**What the task requires**. In the article about Medicare access to audiologists, which two senators introduced the Medicare Audiologist Access and Services Act of 2019?

Contact Your Elected Reps to Improve Medicare Access to Audiologists

As a result of joint advocacy by ASHA, the American Academy of Audiology (AAA), and the Academy of Doctors of Audiology (ADA), a new Senate bill aims to improve access to audiologists for Medicare beneficiaries. U.S. Sens. Elizabeth Warren (D-MA) and Rand Paul (R-KY) introduced the Medicare Audiologist Access and Services Act of 2019 (S. 2446)  earlier this week, following the introduction of identical House legislation (H.R. 4056) in July. What do these bills aim to achieve? On the patient side, the legislation would remove unnecessary barriers to  patients’ receipt of appropriate, timely, and cost-effective audiologic care. Currently, Medicare requires a physician order for patients to see an audiologist—and covers only diagnostic services provided by the audiologist, without allowing for follow-up treatment or a plan of care. This legislation can improve outcomes for beneficiaries by allowing direct access to audiologic services and streamlining Medicare coverage policies so that audiologists can provide the full range of Medicare-covered diagnostic and treatment services that correspond to their scope of practice. This legislation would also align patient access to audiology services under Medicare with patient access to audiology services outside of Medicare. For audiologists, this legislation would reclassify the profession as practitioners, a category consistent with the way Medicare recognizes other nonphysician providers, such as clinical psychologists, clinica...

**Recorded data**.
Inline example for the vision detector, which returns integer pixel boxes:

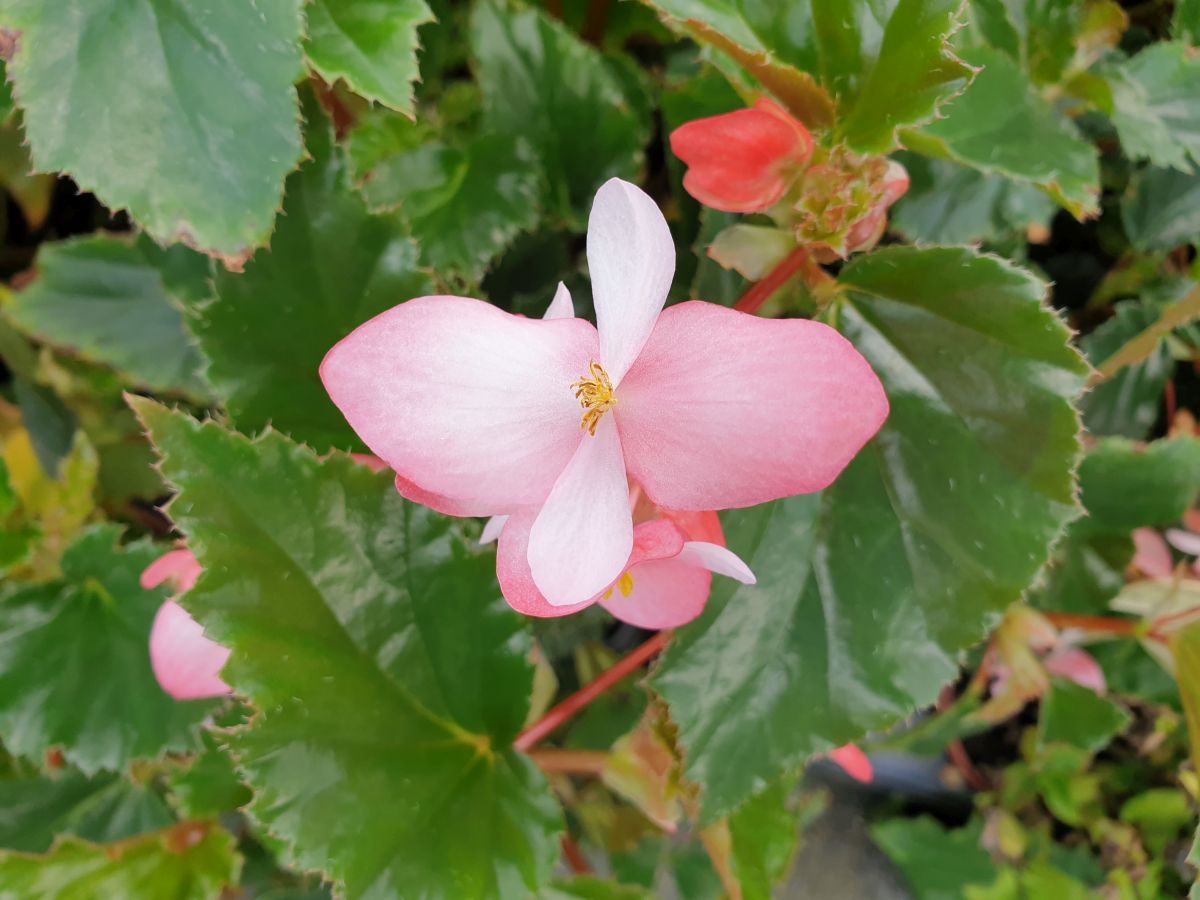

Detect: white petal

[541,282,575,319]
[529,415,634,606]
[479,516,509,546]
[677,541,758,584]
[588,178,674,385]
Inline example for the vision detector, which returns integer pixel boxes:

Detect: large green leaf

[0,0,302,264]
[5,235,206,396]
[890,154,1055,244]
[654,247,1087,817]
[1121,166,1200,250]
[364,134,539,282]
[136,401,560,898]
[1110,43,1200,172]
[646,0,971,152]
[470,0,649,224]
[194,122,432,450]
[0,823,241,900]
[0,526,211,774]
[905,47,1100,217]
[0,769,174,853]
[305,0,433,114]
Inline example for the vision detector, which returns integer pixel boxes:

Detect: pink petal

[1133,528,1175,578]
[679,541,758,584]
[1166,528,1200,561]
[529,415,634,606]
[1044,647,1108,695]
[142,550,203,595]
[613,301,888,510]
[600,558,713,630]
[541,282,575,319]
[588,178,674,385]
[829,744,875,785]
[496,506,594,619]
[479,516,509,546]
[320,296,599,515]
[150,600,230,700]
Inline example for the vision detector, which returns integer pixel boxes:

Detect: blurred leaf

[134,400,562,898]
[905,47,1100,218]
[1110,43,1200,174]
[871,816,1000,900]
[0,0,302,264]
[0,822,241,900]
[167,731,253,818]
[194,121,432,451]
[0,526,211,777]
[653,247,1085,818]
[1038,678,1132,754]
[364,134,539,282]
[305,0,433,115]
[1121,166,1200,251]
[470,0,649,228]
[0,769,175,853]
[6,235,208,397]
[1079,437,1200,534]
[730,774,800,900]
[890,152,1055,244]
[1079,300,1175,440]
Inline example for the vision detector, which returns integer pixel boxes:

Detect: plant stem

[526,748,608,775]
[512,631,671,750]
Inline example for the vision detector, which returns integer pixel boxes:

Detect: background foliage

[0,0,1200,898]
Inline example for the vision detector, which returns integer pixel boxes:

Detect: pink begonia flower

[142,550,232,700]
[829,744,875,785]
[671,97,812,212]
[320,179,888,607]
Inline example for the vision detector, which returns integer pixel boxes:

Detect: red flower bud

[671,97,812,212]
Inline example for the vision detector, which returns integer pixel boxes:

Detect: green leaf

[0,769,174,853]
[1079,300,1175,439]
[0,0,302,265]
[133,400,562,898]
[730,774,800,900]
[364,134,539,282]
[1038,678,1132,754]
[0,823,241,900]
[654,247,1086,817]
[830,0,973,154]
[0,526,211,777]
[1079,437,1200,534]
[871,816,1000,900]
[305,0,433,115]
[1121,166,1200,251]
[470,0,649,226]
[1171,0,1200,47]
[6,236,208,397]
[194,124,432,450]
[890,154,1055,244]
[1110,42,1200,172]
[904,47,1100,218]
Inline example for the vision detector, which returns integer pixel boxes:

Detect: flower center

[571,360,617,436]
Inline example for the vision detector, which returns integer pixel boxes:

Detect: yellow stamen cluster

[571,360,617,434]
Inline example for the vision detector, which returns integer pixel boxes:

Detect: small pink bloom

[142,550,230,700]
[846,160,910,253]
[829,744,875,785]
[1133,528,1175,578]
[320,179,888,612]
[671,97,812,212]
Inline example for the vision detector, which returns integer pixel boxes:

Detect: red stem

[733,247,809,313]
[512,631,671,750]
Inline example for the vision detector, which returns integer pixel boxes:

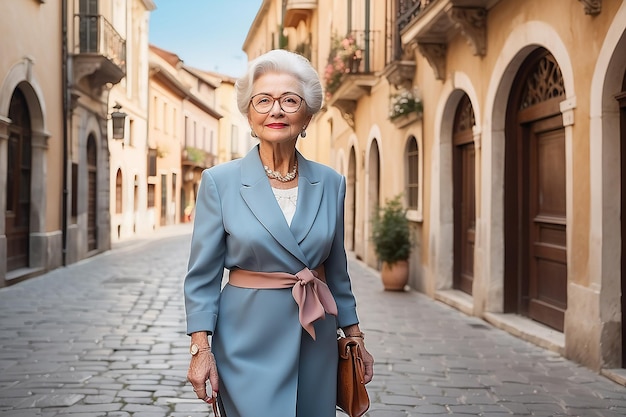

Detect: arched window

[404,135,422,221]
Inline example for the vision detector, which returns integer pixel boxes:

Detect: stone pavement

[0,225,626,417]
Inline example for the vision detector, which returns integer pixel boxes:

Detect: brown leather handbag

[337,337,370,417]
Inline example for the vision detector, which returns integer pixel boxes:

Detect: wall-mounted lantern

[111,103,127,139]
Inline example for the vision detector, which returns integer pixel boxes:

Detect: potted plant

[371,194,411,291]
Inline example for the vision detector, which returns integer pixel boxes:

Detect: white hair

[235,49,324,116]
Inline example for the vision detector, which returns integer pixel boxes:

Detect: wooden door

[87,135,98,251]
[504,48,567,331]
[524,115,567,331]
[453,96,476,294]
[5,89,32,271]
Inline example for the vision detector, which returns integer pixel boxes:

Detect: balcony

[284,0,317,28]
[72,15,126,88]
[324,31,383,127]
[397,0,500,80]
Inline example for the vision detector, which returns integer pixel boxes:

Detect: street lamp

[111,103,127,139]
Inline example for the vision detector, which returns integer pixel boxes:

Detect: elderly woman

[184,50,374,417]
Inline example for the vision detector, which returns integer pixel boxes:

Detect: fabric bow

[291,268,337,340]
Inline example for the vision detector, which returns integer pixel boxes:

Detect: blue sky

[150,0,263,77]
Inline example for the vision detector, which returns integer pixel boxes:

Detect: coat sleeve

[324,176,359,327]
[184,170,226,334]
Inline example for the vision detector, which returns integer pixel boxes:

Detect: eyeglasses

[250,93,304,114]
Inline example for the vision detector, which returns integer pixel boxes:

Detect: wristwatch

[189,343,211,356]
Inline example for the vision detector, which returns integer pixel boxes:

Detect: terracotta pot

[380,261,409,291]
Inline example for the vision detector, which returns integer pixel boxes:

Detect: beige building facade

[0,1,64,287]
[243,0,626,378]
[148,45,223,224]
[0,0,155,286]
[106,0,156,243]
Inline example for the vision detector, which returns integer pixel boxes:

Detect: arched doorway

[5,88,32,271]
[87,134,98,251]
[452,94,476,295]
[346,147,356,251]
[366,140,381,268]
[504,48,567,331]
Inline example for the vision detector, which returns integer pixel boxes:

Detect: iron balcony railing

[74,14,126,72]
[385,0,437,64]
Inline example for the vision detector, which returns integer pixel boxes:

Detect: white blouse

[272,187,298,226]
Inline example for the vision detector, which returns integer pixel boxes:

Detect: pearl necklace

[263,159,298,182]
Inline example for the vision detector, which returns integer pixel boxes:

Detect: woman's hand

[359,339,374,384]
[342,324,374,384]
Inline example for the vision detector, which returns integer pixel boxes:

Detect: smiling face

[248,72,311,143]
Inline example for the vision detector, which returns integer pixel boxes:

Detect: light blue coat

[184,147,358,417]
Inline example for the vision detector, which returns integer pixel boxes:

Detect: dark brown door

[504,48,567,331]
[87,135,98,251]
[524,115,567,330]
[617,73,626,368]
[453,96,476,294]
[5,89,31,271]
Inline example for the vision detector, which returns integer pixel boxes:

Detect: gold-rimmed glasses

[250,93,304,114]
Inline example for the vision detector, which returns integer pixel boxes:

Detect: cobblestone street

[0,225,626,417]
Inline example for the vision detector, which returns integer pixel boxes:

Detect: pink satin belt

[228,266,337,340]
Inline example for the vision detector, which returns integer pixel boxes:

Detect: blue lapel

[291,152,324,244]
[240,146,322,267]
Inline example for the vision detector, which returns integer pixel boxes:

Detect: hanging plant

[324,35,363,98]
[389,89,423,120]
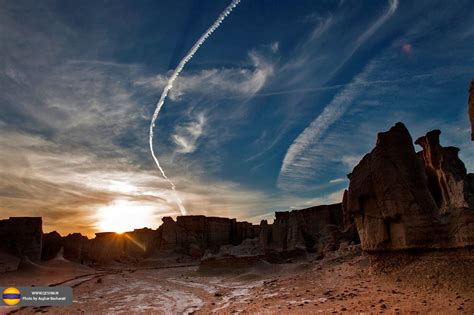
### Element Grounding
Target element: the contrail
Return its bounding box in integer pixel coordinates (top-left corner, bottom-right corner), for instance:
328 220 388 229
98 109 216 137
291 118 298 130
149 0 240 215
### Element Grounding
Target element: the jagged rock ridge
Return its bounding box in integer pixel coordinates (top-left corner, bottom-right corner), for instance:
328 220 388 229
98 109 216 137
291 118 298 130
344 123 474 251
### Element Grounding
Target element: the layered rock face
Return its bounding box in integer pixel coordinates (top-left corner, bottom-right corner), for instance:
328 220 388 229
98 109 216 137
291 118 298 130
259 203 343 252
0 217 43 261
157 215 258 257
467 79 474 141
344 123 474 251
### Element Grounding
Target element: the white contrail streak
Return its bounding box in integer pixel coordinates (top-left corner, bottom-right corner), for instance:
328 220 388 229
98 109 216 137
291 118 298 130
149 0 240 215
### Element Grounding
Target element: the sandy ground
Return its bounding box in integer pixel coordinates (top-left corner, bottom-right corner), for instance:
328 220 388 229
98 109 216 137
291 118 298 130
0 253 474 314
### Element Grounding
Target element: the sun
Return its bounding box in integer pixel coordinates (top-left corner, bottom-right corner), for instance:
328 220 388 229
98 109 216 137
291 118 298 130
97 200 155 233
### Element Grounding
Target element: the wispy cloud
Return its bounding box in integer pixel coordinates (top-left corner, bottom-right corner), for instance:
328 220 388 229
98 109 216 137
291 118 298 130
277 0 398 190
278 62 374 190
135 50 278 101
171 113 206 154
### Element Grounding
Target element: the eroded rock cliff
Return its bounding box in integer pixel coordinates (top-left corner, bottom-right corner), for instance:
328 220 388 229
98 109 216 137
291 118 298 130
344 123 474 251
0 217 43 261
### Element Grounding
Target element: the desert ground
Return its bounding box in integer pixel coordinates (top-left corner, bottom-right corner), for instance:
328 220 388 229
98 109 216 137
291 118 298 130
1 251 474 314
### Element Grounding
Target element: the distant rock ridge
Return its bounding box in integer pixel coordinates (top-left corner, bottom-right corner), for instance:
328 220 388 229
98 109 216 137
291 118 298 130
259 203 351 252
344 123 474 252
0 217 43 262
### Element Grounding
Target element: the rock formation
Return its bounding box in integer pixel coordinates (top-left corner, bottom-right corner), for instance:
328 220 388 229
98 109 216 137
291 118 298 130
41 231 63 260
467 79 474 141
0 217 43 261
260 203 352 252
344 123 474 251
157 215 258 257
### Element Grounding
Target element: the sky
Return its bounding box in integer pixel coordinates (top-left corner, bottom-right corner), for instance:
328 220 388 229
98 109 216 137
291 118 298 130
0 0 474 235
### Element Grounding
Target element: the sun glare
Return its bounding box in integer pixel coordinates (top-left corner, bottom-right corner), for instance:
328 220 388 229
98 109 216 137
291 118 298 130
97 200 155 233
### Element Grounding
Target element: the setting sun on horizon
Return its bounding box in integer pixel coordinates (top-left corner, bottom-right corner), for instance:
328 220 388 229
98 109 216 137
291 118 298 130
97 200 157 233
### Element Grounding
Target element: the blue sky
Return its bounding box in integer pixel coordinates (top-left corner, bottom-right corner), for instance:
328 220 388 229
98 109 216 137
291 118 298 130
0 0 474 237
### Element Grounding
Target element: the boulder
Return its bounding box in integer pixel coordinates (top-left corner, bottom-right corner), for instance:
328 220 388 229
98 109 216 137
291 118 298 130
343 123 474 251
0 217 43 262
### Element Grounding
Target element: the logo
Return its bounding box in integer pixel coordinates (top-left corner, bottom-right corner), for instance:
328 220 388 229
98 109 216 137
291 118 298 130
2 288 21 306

**Answer to the problem**. Elizabeth Warren (D-MA) and Rand Paul (R-KY).